• **ASSIGNED TASK**
Lay out the records from their start through the line containing "negative clicks: (75, 198) (86, 212)" as a Markdown table with the columns Row and Text, giving each non-blank line its own numbered row.

• **DATA RECORDS**
##########
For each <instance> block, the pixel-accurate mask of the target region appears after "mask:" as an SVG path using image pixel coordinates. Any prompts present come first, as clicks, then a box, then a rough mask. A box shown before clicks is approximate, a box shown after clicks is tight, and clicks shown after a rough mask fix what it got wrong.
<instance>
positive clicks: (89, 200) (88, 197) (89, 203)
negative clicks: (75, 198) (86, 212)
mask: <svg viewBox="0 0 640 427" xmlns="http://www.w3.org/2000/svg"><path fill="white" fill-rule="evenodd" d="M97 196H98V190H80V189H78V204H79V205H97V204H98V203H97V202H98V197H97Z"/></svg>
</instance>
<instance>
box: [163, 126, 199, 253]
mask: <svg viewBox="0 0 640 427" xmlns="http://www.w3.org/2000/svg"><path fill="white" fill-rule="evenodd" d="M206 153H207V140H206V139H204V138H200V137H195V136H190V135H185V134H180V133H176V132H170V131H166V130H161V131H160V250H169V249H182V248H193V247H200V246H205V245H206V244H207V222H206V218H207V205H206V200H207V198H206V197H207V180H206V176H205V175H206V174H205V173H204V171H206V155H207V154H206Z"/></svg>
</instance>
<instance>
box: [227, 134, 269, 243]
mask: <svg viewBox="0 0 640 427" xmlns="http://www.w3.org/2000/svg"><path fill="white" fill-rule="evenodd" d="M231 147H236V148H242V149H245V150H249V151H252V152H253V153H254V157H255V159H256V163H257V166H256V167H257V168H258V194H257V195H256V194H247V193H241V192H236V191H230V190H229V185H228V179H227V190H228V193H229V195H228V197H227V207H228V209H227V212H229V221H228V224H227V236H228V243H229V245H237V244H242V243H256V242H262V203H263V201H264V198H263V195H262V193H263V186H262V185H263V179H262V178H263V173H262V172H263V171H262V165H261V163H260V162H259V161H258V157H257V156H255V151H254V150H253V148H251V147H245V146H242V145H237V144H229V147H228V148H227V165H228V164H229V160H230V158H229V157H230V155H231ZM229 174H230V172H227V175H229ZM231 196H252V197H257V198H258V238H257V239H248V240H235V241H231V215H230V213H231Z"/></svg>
##########
• **TASK SOLUTION**
| Row | Text |
|---|---|
| 1 | For each <instance> block, the pixel-accurate mask of the target region appears after "mask:" as an SVG path using image pixel coordinates. Any prompts present come first, as clicks, then a box, then a rough mask. A box shown before clicks is approximate, a box shown after clicks is tight, and clicks shown after a rough mask fix what it got wrong. |
| 2 | <instance> |
| 3 | positive clicks: (89, 200) (88, 197) (89, 203) |
| 4 | negative clicks: (75, 198) (86, 212) |